*Problem details*. Output the records in the stretch from the line containing "One point per instance, written like point(757, 670)" through the line containing "point(265, 106)" as a two-column CSV with the columns text and answer, one row per record. Put each field in double quotes and replace line breaks with spaces.

(Object location annotation data)
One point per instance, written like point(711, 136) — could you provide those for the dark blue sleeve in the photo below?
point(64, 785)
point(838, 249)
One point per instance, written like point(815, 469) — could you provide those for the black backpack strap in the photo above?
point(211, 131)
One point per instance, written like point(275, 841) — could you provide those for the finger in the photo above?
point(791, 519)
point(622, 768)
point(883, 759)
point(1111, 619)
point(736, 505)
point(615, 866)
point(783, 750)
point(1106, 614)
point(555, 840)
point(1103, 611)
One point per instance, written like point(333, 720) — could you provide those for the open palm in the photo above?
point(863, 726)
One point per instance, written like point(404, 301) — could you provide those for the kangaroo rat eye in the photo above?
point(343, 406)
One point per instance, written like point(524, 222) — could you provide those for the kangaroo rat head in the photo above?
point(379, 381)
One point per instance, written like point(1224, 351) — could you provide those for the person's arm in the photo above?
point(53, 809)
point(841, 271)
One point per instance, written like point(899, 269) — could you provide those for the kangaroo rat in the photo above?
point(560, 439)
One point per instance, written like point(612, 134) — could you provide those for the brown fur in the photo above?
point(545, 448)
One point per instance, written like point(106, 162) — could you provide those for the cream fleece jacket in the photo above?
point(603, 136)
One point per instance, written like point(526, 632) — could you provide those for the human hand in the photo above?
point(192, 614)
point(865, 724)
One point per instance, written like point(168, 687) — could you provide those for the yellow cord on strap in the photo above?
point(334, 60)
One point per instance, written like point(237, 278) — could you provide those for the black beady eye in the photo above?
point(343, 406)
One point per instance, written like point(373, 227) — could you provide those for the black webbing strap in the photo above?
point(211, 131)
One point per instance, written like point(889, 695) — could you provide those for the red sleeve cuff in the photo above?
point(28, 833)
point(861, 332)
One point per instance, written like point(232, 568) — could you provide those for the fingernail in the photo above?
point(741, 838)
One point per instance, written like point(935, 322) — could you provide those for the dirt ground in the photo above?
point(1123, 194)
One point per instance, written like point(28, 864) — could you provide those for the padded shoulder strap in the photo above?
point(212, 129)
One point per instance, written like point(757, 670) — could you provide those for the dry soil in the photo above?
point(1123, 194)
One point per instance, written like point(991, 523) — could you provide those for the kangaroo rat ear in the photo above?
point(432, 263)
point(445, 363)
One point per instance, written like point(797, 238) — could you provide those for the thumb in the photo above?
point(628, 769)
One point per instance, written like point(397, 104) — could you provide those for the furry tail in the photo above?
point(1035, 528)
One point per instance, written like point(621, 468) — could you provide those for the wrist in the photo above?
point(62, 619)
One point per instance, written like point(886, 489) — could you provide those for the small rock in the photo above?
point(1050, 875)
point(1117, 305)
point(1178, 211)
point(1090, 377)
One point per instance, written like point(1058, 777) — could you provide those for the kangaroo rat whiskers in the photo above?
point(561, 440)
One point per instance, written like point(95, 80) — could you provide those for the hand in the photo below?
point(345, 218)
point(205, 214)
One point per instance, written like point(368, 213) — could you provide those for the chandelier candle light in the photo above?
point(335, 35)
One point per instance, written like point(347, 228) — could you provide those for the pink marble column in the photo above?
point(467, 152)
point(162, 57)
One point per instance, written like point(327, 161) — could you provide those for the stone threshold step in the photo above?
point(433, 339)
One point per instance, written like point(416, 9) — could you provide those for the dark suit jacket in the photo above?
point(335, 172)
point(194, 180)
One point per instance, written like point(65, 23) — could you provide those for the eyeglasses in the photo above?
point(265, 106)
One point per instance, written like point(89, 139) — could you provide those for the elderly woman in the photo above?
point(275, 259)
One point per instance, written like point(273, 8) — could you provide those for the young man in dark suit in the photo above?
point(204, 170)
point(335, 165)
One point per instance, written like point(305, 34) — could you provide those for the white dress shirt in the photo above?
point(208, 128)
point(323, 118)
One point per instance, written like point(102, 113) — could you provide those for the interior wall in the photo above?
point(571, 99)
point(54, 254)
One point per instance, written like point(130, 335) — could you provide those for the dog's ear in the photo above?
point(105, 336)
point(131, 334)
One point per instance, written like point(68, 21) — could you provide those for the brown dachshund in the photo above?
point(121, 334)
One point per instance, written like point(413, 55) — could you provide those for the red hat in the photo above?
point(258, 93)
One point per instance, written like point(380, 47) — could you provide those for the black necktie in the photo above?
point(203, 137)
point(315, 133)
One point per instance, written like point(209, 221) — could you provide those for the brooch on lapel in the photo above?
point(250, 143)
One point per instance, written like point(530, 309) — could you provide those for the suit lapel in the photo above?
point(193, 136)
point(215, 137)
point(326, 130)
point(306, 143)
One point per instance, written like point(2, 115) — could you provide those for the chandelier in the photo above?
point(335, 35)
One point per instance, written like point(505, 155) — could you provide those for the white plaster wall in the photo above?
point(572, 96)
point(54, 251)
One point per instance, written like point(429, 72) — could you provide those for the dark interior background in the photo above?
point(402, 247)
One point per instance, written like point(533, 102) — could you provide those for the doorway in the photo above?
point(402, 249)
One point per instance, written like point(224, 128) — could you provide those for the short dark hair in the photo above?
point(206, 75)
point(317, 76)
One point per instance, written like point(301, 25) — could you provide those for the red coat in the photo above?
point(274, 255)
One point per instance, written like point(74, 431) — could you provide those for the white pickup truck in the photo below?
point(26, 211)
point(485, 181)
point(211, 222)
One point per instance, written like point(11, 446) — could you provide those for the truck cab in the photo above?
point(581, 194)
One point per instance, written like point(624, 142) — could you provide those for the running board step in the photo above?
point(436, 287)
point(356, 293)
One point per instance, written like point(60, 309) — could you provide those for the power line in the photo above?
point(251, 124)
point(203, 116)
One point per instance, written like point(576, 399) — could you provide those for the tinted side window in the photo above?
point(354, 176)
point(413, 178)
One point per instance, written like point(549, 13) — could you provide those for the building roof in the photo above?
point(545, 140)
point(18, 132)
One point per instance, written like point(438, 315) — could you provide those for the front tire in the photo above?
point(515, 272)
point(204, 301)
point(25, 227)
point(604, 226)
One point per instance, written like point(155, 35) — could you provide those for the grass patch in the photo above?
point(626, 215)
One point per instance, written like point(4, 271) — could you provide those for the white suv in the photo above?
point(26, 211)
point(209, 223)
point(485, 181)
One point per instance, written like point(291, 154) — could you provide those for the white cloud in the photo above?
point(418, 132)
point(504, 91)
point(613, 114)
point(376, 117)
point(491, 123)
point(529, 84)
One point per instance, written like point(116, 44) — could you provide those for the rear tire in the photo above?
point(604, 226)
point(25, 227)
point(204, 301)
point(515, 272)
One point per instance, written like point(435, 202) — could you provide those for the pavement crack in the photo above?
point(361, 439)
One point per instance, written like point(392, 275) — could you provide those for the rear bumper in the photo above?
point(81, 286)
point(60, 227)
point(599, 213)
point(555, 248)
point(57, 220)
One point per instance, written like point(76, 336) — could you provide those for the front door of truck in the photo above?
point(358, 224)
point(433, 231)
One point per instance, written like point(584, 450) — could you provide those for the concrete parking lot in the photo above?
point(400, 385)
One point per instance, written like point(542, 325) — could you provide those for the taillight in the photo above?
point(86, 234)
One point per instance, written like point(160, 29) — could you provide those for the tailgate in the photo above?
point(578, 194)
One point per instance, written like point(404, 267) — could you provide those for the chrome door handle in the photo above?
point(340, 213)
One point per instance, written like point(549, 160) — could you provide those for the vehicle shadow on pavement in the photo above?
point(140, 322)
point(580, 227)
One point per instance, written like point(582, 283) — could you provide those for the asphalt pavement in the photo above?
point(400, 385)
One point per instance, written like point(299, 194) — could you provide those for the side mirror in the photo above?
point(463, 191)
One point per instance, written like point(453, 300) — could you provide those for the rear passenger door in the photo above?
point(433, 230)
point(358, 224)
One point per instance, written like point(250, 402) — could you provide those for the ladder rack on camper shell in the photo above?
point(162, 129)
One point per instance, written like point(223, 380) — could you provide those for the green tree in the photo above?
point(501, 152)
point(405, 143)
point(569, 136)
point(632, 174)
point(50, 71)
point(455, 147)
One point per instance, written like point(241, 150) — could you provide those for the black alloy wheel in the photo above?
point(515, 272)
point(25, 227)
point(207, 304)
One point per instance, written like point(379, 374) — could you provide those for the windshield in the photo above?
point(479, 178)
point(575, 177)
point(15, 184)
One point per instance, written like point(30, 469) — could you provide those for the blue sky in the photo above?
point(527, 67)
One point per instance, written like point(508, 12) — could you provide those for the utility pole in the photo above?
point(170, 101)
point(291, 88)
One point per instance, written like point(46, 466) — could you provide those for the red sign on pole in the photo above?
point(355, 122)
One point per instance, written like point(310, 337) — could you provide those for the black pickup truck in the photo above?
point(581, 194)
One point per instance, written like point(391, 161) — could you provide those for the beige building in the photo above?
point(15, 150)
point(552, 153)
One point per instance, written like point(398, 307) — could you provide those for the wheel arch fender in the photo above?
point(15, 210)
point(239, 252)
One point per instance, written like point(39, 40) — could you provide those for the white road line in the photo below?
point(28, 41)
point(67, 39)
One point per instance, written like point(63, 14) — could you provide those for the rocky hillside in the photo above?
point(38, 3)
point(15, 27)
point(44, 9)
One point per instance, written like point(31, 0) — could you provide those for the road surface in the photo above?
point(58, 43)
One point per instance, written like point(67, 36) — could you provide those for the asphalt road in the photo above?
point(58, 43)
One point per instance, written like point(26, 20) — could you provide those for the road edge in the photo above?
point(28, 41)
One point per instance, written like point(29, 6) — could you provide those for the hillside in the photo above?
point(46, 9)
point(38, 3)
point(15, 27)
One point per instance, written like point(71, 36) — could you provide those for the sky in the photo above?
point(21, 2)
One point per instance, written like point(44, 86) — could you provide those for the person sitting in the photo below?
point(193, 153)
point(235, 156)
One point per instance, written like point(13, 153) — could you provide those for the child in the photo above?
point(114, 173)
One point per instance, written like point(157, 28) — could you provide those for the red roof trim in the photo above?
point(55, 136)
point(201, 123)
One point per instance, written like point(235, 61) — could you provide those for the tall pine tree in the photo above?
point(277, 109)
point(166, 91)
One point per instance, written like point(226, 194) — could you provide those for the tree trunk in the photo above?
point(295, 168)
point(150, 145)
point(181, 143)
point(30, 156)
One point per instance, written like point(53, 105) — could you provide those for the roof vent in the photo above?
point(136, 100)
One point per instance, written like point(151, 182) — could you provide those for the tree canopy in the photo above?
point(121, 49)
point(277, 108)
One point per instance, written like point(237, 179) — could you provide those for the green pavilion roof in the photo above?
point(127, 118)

*Complete response*.
text,answer
"One point per instance, written like point(757, 670) — could you provide those for the dry soil in the photo above?","point(1123, 194)"
"One point per instance, written like point(991, 523) — could you provide those for the kangaroo rat ear in the photo above?","point(432, 263) point(445, 363)"
"One point per instance, written like point(797, 238) — could you provide those for the thumb in the photo above?","point(628, 769)"
"One point per instance, written like point(397, 104) — could you provide those for the furry tail in the photo above?","point(1035, 528)"
"One point per instance, written like point(621, 468) — could you provide those for the wrist in the photo above?","point(62, 619)"
"One point per instance, written like point(886, 489) — could you provide those for the small rock in the photo above?","point(1050, 875) point(1117, 305) point(1178, 211) point(1090, 377)"
"One point per instance, written like point(1058, 777) — could you provide those for the kangaroo rat whiskers in the photo above?","point(561, 440)"
"One point per instance, written like point(95, 80) — could you provide those for the hand in the photo below?","point(345, 218) point(205, 214)"
"One point per instance, written like point(368, 213) — could you provide those for the chandelier candle light in the photo above?","point(335, 35)"
"One point per instance, written like point(347, 228) — could you provide those for the pink marble column in the photo above?","point(467, 152) point(162, 57)"
"One point per instance, written like point(327, 161) — could you provide those for the stone threshold step in the photo above?","point(433, 339)"
"One point per instance, written like point(416, 9) — could you provide those for the dark suit jacket in the photo above?","point(335, 172) point(194, 180)"
"One point per instance, written like point(65, 23) — could you provide those for the eyeglasses in the photo above?","point(265, 106)"